Problem statement:
Word for word, reproduce the records, keeping none of the pictures.

Saved entries:
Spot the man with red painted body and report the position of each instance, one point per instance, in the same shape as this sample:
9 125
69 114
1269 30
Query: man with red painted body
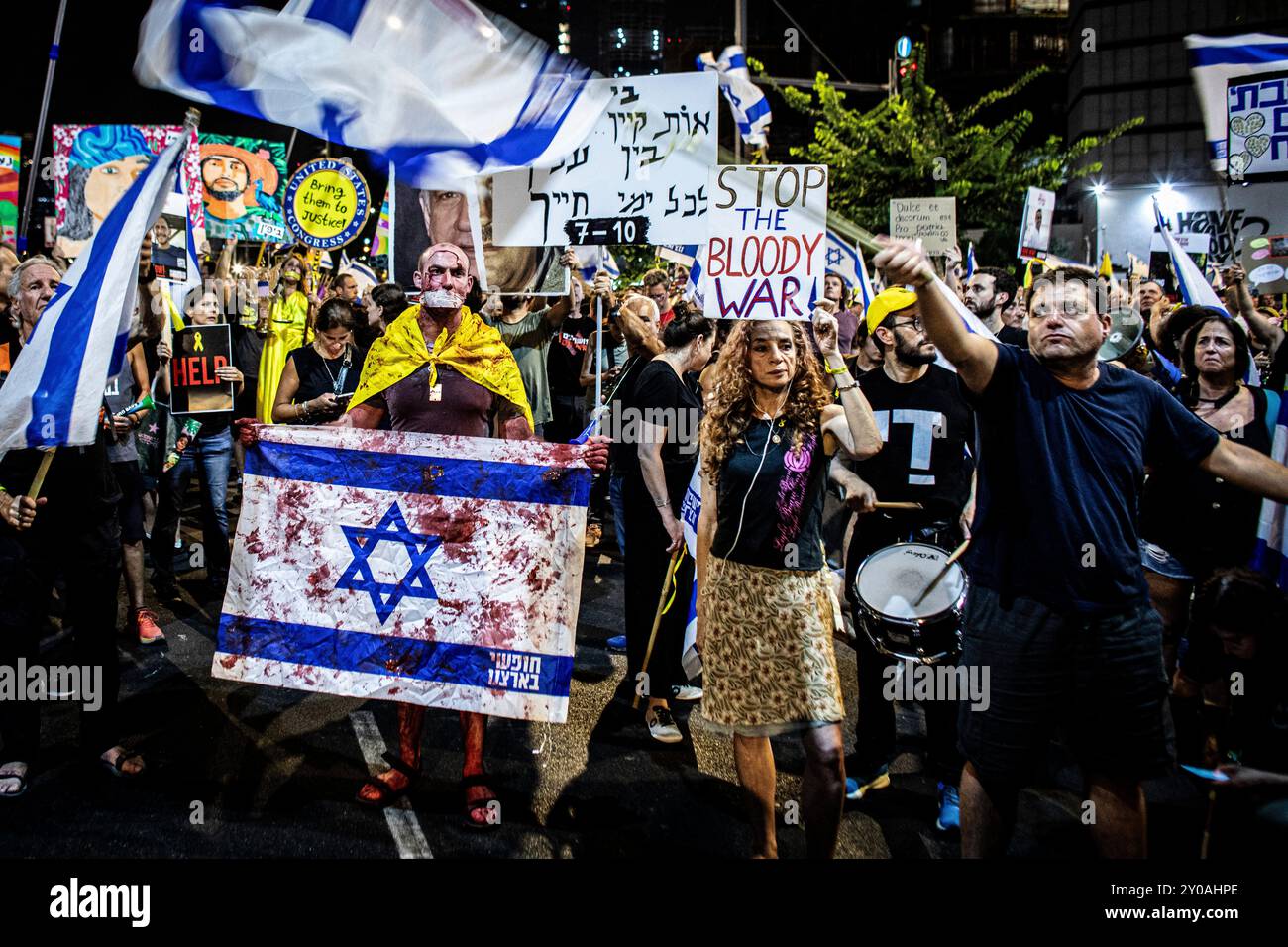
454 376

Output for this task:
Spot the man with red painted body and report the position of each instance, one point per instance, in the same shape as this sample:
9 125
69 114
1269 30
Query: man with red painted body
454 376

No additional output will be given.